## Data
_____
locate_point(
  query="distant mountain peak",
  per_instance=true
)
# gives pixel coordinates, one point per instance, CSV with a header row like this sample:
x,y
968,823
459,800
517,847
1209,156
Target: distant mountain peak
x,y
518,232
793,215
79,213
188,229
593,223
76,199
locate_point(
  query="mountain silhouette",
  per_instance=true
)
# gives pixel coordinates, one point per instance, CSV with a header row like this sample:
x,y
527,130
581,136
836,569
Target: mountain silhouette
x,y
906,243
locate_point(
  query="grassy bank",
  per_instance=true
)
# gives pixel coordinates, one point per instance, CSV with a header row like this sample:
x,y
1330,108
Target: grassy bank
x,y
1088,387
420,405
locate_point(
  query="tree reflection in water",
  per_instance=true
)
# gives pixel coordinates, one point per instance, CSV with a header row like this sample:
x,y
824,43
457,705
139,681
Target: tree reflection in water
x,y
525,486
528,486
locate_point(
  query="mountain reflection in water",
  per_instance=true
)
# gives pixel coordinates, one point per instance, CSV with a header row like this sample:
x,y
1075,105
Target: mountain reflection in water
_____
## Task prompt
Output each of the records exactly as it stands above.

## Answer section
locate_point(
  query="distant mountain peak",
  per_instance=true
)
# gives pixel coordinates, one point per instance, CSV with a header row like this sample:
x,y
968,823
459,800
517,847
1209,156
Target: distant mountain peak
x,y
518,232
793,215
79,213
188,229
593,223
76,199
locate_point(
  query="mountain silhouette",
  per_instance=true
)
# gives pixel coordinates, one point per instance, CSV with a header row like this sample:
x,y
527,130
581,136
836,569
Target: mountain silhouette
x,y
906,243
locate_point(
  query="grassy bank",
  per_instance=true
)
# gives pixel coordinates, one point per instance, CSV with a header row like this sample:
x,y
1330,108
Target: grassy bank
x,y
1088,387
420,405
locate_point(
  query="tree reflection in water",
  per_instance=true
)
# gives pixel coordinates, one point per instance, CSV with a header row like this sample:
x,y
824,43
457,705
139,681
Target: tree reflection in water
x,y
525,486
528,486
locate_point(
  query="mountain reflection in water",
  per_instance=true
)
# gives pixel coordinates, one point per instance, CSV with a header row like this sample:
x,y
1075,105
Target: mountain reflection in water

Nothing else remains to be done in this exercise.